Excerpted passage ::
=== Begin Enclosure ===

U.S. Ambassador to Kenya Robert F. Godec joined Kenya’s Cabinet Secretary for Health Honorable James Macharia on June 25, to launch the final report of the 2012 Kenya AIDS Indicator Survey (KAIS 2012) and Kenya’s revised HIV treatment guidelines.
The 2012 survey was Kenya’s second national survey which provides Kenya with the information it needs to make policy decisions about its HIV response. The data helps Kenya determine how its HIV programs are having an impact on preventing HIV infections, ensuring people with HIV learn of their status, and providing care and treatment to people with HIV.
The survey showed that, in 2012, 5.6% of Kenyans aged 15-64 years were infected with HIV. This means that approximately 1.2 million Kenyans have HIV. The 2012 survey was the first to include children under age 14 and found that 0.9% of children aged 18 months-14 years were infected with HIV.
With this information, the government of Kenya was able to make a decision about adopting the World Health Organization’s 2013 guidelines for treating persons with HIV. The government released its new guidelines which expands the persons eligible for antiretroviral treatment. People with HIV will be able to begin treatment when they are healthier.
The revised guidelines also recommend that lifelong antiretroviral treatment be offered to all HIV-infected women who are pregnant or breastfeeding; this will reduce the risk of transmitting HIV to their children and improve their own health. In addition, antiretroviral treatment is recommended for persons with HIV who are in a discordant couple, meaning that one partner is HIV-negative and the other partner is HIV-positive. Studies have shown that treatment of an HIV infected partner reduces the likelihood of passing HIV to the uninfected partner. KAIS 2012 found that 5% of all married or cohabiting couples in Kenya are HIV discordant, so treatment is an important strategy for preventing new infections and reducing the burden of HIV in Kenya.
The United States provided support for the survey through funding from the U.S. President’s Emergency Plan for AIDS Relief (PEPFAR) and expertise of U.S. government agencies. The U.S. Centers for Disease Control and Prevention (CDC) helped Kenya’s Ministry of Health plan and implement KAIS 2012. CDC provided technical support in designing the questionnaire, developing guidance for conducting the survey, supporting the laboratory component in collaboration with Kenya’s National HIV Reference Laboratory (NHRL), and analyzing the data. The U.S. Agency for International Development (USAID) provided supplies for the field and central laboratories to analyze the blood collected during the survey and, along with CDC, contributed to the development of the revised HIV treatment guidelines.

=== End Enclosure ===

Material supplied ::
=== Begin Enclosure ===

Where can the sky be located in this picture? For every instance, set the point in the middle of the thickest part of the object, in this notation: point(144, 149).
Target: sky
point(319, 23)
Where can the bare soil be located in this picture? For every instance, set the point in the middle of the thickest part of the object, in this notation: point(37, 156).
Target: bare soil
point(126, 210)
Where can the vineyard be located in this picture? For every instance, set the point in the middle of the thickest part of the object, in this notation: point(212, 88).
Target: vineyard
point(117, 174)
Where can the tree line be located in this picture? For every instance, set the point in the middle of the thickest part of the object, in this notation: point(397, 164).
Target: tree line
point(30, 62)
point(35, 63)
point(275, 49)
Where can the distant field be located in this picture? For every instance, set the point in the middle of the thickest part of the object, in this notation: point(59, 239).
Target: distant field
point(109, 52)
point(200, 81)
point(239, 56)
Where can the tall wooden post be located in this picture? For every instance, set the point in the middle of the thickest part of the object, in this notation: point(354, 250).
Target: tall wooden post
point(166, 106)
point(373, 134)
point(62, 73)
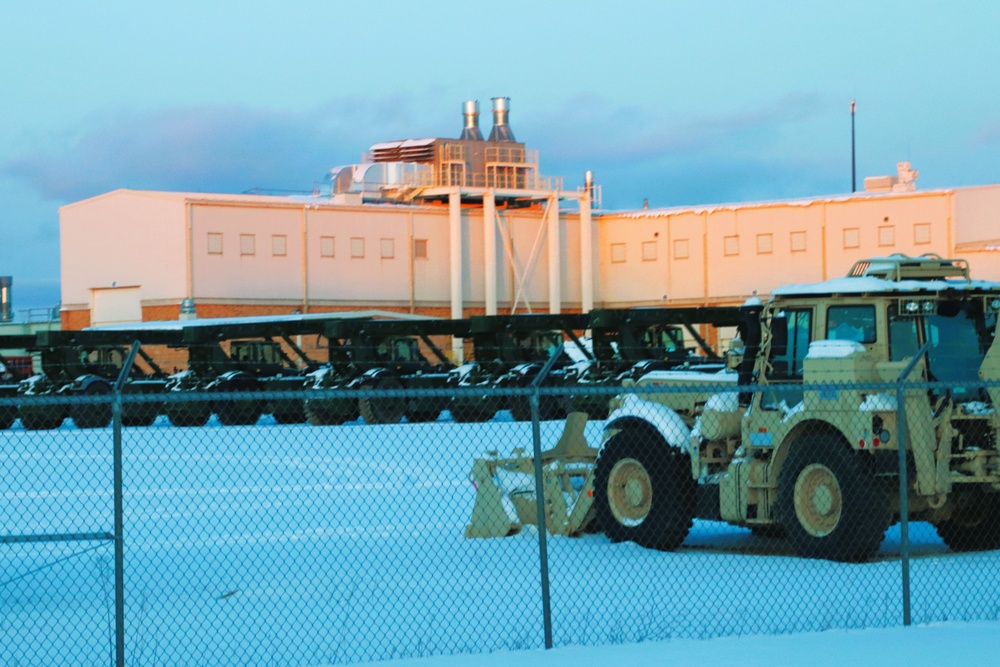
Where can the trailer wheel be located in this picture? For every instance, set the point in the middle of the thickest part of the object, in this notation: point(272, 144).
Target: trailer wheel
point(330, 412)
point(549, 407)
point(42, 419)
point(185, 414)
point(467, 414)
point(92, 415)
point(237, 411)
point(644, 492)
point(383, 410)
point(830, 503)
point(974, 525)
point(422, 416)
point(8, 413)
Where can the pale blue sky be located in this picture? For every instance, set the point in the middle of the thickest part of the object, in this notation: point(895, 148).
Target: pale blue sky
point(680, 103)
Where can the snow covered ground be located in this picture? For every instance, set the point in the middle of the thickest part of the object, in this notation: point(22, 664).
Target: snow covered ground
point(915, 646)
point(299, 545)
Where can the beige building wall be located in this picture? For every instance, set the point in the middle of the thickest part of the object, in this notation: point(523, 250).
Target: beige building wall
point(123, 238)
point(277, 254)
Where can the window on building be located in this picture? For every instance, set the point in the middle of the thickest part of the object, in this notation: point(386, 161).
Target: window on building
point(326, 246)
point(279, 245)
point(731, 245)
point(357, 247)
point(214, 243)
point(887, 235)
point(388, 248)
point(765, 243)
point(247, 244)
point(617, 253)
point(420, 248)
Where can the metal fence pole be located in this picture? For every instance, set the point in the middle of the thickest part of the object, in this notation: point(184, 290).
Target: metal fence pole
point(543, 547)
point(904, 502)
point(116, 414)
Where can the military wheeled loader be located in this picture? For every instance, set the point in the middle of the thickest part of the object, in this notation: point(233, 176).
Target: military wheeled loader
point(801, 435)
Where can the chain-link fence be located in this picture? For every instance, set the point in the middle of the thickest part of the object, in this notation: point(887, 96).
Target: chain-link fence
point(696, 511)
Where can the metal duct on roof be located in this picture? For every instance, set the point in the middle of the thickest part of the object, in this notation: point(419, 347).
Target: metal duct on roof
point(470, 111)
point(6, 311)
point(501, 129)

=== End Enclosure ===

Problem statement ::
According to the Kenya AIDS survey report, what percentage of married or cohabiting couples in Kenya are HIV discordant? The listing is not needed for what comes next.

The completed task ::
5% of all married or cohabiting couples in Kenya are HIV discordant.